_Excerpt_
::::
The system is called Indigo and is built on an existing causally consistent key-value store with various properties.
Explicit Consistency. A database is a collection of objects replicated across data centers. Users issue reads and writes as part of transactions, and these transactions are asynchronously replicated between data centers. We denote by t(S) the database state achieved by applying transaction t to database state S. S_n is the database state achieved after the nth transaction. That is, $S_n = t_n(...(t_1(t_init))...)$. $T(S_n) = \{t_1, ..., t_n\}$ is the set of transactions used to create S_n. We say a transaction t_a happens before a transaction $t_b$, denoted $t_a \rightarrow t_b$, if t_a is in $T(S_b)$. $O = (T,\rightarrow)$ is a partial order. $O' = (T, <)$ is a serialization of $O$ if $<$ is total and respects $\rightarrow$.
Given an invariant $I$, we say $S$ is $I$-valid if $I(S) = true$. $(T, <)$ is an I-valid serialization if I holds on all prefixes of the serialization. If a system ensures that all serializations are I-valid, it provides explicit consistency. In other words, an explicitly consistent database ensures invariants always hold. This builds off of Bailis et al.'s notion of invariant-confluence.
::::
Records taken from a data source
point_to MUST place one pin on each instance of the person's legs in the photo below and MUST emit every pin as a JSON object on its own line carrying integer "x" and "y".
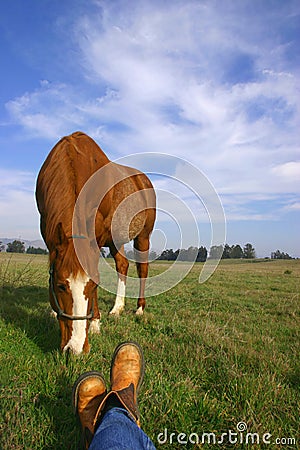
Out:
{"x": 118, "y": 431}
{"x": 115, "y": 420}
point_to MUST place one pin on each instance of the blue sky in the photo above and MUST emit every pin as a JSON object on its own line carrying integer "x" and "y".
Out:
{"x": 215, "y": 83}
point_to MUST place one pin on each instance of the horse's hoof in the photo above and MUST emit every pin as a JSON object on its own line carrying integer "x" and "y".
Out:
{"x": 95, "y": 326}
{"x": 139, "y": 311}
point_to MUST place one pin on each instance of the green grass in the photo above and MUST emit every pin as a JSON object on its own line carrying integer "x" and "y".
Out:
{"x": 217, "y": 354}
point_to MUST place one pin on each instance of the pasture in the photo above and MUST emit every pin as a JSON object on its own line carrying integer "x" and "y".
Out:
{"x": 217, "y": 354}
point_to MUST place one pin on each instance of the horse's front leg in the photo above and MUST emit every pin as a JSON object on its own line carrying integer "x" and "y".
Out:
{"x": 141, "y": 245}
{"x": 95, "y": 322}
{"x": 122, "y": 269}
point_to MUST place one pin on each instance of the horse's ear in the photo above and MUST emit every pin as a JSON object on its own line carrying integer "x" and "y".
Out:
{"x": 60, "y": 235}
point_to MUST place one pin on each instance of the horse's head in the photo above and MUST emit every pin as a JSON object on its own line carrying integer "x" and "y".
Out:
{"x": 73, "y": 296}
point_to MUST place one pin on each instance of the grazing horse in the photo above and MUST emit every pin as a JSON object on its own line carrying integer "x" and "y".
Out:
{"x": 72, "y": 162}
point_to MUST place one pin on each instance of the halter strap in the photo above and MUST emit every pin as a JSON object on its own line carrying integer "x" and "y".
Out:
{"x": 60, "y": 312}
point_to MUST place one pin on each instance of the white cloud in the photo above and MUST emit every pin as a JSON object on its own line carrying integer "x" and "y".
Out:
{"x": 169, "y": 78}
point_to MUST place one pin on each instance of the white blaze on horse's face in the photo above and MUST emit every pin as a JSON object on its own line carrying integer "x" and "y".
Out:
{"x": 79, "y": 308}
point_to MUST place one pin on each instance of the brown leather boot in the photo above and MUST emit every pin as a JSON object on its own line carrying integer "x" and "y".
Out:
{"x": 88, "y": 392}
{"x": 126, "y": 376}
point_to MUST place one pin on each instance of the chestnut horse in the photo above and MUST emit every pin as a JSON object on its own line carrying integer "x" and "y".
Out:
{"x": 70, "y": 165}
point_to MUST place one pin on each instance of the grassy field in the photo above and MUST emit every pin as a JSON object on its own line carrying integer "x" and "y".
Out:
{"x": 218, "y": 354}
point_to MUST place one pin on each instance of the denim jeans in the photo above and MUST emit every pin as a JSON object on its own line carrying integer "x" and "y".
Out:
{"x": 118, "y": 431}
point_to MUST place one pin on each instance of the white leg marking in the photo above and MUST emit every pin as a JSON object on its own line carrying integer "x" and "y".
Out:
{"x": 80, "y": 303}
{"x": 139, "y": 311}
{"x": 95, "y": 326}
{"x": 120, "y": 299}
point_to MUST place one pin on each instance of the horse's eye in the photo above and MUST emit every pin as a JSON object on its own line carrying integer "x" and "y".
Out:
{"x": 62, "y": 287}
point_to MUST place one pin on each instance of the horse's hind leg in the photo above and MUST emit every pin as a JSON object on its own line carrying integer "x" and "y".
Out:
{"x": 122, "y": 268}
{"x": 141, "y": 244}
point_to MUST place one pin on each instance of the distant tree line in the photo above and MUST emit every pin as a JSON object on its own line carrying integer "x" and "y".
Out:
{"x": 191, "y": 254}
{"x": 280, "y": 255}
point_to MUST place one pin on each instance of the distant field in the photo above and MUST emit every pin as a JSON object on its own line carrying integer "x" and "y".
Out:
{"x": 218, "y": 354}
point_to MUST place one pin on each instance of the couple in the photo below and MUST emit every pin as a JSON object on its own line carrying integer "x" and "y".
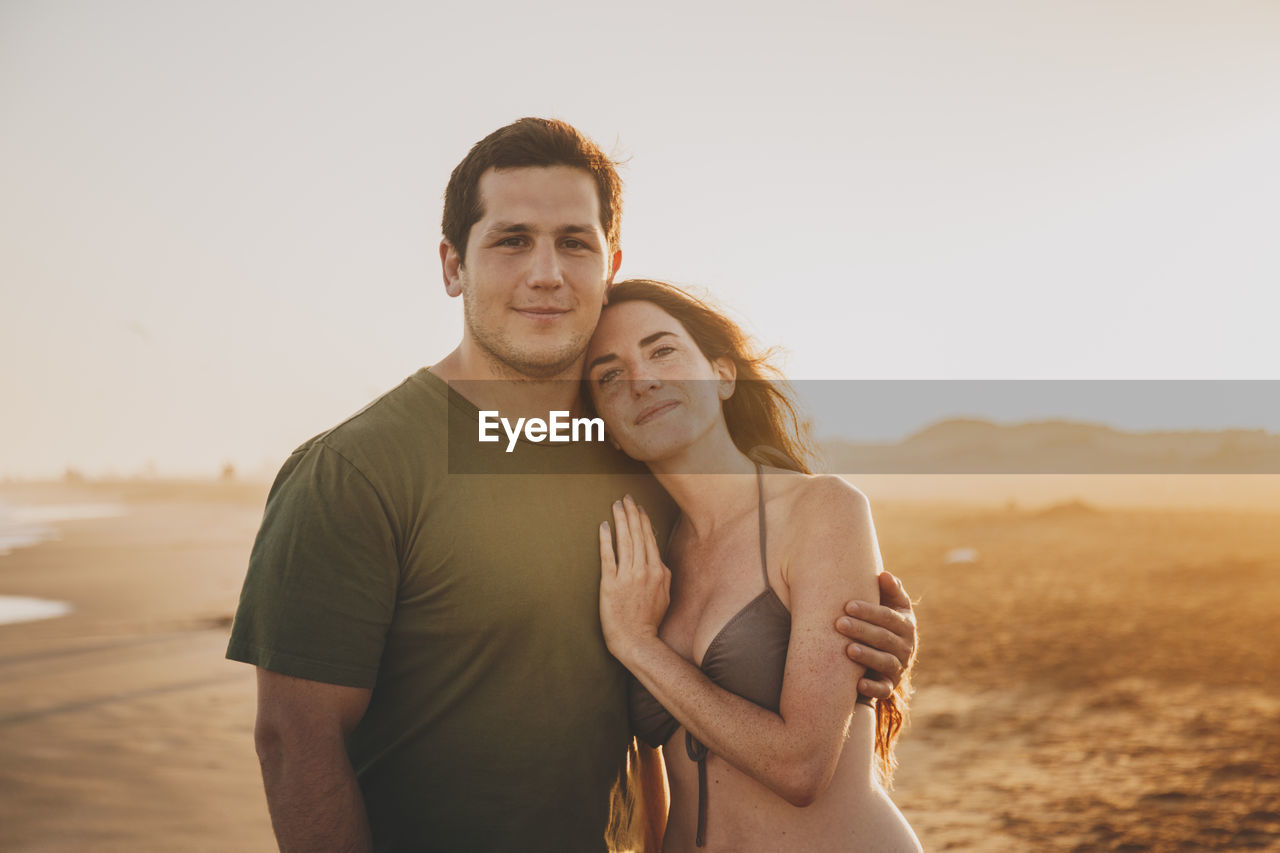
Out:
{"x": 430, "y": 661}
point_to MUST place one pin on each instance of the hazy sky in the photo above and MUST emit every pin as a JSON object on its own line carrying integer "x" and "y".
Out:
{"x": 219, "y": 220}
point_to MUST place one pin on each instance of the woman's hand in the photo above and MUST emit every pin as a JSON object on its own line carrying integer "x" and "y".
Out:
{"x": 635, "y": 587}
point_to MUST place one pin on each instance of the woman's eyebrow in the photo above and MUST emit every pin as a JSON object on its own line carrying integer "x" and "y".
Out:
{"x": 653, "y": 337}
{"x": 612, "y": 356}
::::
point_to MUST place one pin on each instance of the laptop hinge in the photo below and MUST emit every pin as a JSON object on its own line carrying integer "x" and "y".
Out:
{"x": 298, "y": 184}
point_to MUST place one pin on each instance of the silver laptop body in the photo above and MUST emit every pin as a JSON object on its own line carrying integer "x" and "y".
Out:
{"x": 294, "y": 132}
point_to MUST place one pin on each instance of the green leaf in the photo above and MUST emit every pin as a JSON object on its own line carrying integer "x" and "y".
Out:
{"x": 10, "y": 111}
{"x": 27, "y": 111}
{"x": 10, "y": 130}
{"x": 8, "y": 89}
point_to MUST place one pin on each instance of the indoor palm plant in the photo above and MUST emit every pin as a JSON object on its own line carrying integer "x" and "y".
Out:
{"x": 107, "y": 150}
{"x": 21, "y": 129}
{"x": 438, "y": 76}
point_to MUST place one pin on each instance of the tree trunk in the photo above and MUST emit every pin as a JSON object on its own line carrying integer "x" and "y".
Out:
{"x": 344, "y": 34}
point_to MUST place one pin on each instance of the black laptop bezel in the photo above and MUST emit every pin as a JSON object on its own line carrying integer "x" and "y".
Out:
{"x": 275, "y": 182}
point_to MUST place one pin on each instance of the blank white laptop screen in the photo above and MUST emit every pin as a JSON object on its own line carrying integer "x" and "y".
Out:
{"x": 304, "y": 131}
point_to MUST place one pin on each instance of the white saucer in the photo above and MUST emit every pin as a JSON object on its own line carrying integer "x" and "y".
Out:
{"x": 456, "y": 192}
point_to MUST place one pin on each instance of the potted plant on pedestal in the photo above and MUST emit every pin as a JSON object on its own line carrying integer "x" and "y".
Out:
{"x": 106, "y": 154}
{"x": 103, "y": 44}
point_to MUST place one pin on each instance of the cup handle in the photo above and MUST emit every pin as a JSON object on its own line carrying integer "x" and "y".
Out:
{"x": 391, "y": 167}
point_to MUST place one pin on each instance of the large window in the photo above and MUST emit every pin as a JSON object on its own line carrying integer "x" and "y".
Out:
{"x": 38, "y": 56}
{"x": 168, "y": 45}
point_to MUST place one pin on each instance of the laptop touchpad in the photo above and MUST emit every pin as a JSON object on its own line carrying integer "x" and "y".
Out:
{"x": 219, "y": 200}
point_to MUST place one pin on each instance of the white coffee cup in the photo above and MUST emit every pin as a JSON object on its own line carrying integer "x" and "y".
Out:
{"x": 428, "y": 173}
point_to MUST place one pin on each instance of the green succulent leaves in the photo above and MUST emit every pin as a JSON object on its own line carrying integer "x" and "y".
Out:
::::
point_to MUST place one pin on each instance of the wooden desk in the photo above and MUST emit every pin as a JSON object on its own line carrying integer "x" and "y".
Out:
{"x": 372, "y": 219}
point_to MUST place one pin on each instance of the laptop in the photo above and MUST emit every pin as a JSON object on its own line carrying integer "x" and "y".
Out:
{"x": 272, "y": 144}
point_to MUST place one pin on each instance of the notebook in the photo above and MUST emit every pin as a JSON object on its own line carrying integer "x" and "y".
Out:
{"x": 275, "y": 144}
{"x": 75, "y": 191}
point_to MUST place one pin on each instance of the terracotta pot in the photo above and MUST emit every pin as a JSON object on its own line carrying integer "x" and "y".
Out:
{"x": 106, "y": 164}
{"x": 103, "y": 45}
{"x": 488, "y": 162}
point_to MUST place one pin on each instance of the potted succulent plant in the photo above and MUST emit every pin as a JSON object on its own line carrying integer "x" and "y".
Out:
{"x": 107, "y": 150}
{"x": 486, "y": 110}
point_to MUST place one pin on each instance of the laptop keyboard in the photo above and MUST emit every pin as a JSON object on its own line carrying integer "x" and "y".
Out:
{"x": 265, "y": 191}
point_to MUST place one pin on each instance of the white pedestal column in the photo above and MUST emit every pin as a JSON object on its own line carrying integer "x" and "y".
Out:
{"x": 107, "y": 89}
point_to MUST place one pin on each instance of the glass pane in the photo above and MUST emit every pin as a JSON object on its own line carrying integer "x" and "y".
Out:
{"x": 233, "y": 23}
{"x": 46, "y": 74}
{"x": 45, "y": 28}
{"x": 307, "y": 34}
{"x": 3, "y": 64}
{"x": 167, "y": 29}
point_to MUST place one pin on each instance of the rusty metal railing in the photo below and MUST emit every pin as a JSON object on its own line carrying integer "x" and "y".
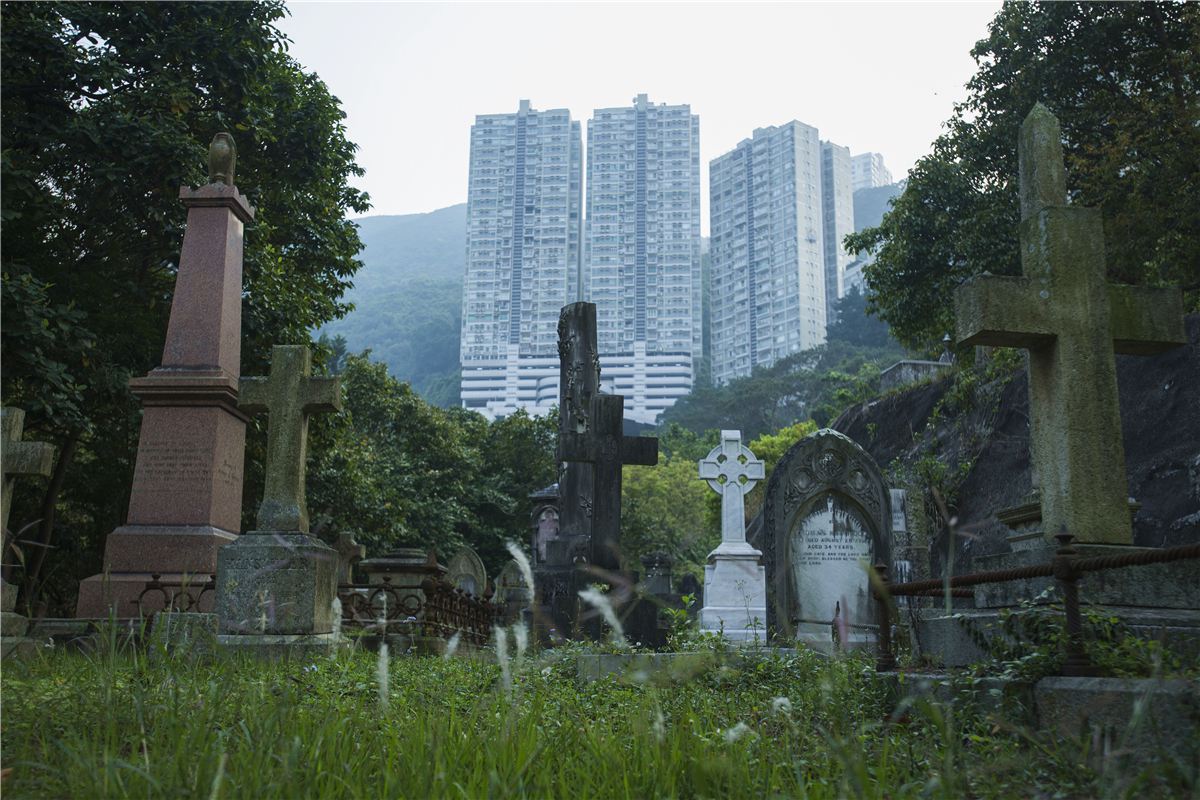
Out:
::::
_What you need to do_
Continue the excerpt on explicit consistency in the Indigo system, picking up after its final sentence and not drawing on the material.

_Task response_
Determining $I$-offender Sets. An invariant is a universally quantified first order logic formula in prenex normal form. The invariant can include uninterpreted functions like Player($P$) and enrolled($P, T$).
A postcondition states how operations affect the truth values of the uninterpreted functions in invariants. Every operation is annotated with postconditions. A predicate clause directly alters the truth assignments of a predicate (e.g. not Player(P)). A function clause relates old and new database states (e.g. nrPlayers(T) = nrPlayers(T) + 1).
This language is rather expressive, as evidenced by multiple examples in the paper.
A set of transactions is an I-offender if it is not invariant-confluent. First, pairs of operations are checked to see if a contradictory truth assignment is formed (e.g. Player(P) and not Player(P)). Then, every pair of transactions is considered. Given the weakest liberal precondition of the transactions, we substitute the effects of the transactions into the invariant to get a formula. We then check for the validity of the formula using Z3. If the formula is valid, the transactions are invariant-confluent.
Handling I-offender Sets. There are two ways to handle I-offenders: invariant-repair and violation-avoidance. Invariant-repair involves CRDTs; the bulk of this paper focuses on violation-avoidance which leverages existing reservation and escrow transaction techniques.
- UID generation. Unique identifiers can easily be generated without coordination. For example, a node can concatenate an incrementing counter with its MAC address.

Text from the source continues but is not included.